*** Exercise materials Section Begins ***

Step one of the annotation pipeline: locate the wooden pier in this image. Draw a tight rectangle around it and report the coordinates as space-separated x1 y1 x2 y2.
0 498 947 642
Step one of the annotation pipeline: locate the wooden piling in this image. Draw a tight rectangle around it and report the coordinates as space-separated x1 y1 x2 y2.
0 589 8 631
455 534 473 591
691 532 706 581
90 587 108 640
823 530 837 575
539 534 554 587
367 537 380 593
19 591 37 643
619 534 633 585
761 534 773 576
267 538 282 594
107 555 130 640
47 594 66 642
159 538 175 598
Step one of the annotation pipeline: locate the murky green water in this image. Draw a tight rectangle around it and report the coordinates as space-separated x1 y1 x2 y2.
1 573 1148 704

*** Exercise materials Section Ends ***

*Problem to solve:* The records above are to be restated word for word, in full.

*Expected output:*
Step one of the annotation pipeline: locate the wooden pier in this image. Draw a tight rectangle around it and report the coordinates as space-separated x1 y1 x2 y2.
0 498 947 642
Step one of the annotation pipeline: locate the wooden piling in this image. Draw a tight rectangle around it and report the coordinates as space-separated x1 y1 x2 y2.
0 589 8 631
455 534 473 591
691 532 706 581
90 587 108 640
823 530 837 575
539 534 554 587
367 537 380 593
19 591 37 643
619 534 633 585
761 534 773 576
267 538 282 594
107 555 130 640
47 594 66 642
159 538 175 598
Step one of the annotation pipeline: locate the murky green water in this image. Draw a tight rectangle around it and report the coordinates as space-separated x1 y1 x2 y2.
1 573 1148 704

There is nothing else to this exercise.